** START Dataset records **
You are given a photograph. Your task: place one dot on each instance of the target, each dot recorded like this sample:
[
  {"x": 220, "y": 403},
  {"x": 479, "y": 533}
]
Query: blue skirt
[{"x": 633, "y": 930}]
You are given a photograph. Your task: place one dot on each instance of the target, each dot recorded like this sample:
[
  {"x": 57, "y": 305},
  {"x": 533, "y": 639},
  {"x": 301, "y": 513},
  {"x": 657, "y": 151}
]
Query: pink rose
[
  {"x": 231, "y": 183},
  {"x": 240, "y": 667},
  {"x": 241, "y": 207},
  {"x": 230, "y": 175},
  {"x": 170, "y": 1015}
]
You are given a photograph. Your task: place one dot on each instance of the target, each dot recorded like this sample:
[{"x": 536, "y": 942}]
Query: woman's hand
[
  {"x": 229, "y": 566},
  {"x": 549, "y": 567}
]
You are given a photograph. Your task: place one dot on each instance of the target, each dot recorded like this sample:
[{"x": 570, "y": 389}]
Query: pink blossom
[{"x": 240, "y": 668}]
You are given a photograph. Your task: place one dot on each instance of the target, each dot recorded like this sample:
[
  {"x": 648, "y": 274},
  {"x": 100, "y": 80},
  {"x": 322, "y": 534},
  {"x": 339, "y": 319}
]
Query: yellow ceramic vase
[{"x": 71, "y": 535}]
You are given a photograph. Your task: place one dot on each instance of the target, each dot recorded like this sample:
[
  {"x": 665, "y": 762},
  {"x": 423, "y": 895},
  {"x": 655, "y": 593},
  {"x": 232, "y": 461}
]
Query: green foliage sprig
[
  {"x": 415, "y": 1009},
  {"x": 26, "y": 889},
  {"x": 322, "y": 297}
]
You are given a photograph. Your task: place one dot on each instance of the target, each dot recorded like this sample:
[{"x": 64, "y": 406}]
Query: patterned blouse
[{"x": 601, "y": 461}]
** END Dataset records **
Can you render every line of the records above as a Markdown table with two columns, Row for the row number and Text for the line, skipping any blank lines?

_Written answer_.
| Row | Text |
|---|---|
| 1 | You are given a photograph. Your task: place one dot on each instance of the target, each dot recorded like this sample: |
| 2 | [ |
| 3 |   {"x": 220, "y": 403}, |
| 4 |   {"x": 479, "y": 533} |
| 5 | ] |
| 6 | Query: blue skirt |
| 7 | [{"x": 633, "y": 930}] |
| 8 | You are given a photograph. Your task: place one dot on each instance of the target, each dot recorded like this sample: |
| 9 | [ |
| 10 |   {"x": 57, "y": 305}, |
| 11 |   {"x": 533, "y": 639}, |
| 12 |   {"x": 301, "y": 513}, |
| 13 |   {"x": 657, "y": 151} |
| 14 | ] |
| 15 | Query: pink rose |
| 16 | [ |
| 17 |   {"x": 231, "y": 183}, |
| 18 |   {"x": 240, "y": 667}, |
| 19 |   {"x": 241, "y": 207}, |
| 20 |   {"x": 230, "y": 175}, |
| 21 |   {"x": 170, "y": 1015} |
| 22 | ] |
| 23 | You are given a photograph. Your task: place one dot on each instance of the target, each dot recorded like this sample: |
| 24 | [{"x": 536, "y": 942}] |
| 25 | Query: woman's hand |
| 26 | [ |
| 27 |   {"x": 229, "y": 566}, |
| 28 |   {"x": 549, "y": 567} |
| 29 | ] |
| 30 | You are given a photograph. Your task: place one dot on each instance of the target, each dot recorded like this sample: |
| 31 | [{"x": 570, "y": 389}] |
| 32 | Query: pink blossom |
| 33 | [{"x": 240, "y": 668}] |
| 34 | You are given a photograph. Your task: place one dot on each instance of the target, each dot recorded like this sample: |
| 35 | [ |
| 36 |   {"x": 648, "y": 274}, |
| 37 |   {"x": 100, "y": 80}, |
| 38 |   {"x": 322, "y": 534}, |
| 39 |   {"x": 339, "y": 319} |
| 40 | ] |
| 41 | Query: yellow ceramic vase |
| 42 | [{"x": 71, "y": 535}] |
| 43 | You are given a photograph. Your task: place one dot on each instance of the target, each dot recorded like this sample: |
| 44 | [ |
| 45 |   {"x": 665, "y": 762}, |
| 46 |   {"x": 423, "y": 895}, |
| 47 |   {"x": 655, "y": 593}, |
| 48 |   {"x": 232, "y": 461} |
| 49 | ] |
| 50 | Query: green foliage sprig |
| 51 | [ |
| 52 |   {"x": 415, "y": 1009}, |
| 53 |   {"x": 26, "y": 889}, |
| 54 |   {"x": 322, "y": 297} |
| 55 | ] |
| 56 | You are given a photograph. Your task: place one dot on each instance of the target, each dot recorded like this sample: |
| 57 | [{"x": 64, "y": 406}] |
| 58 | Query: patterned blouse |
| 59 | [{"x": 601, "y": 461}] |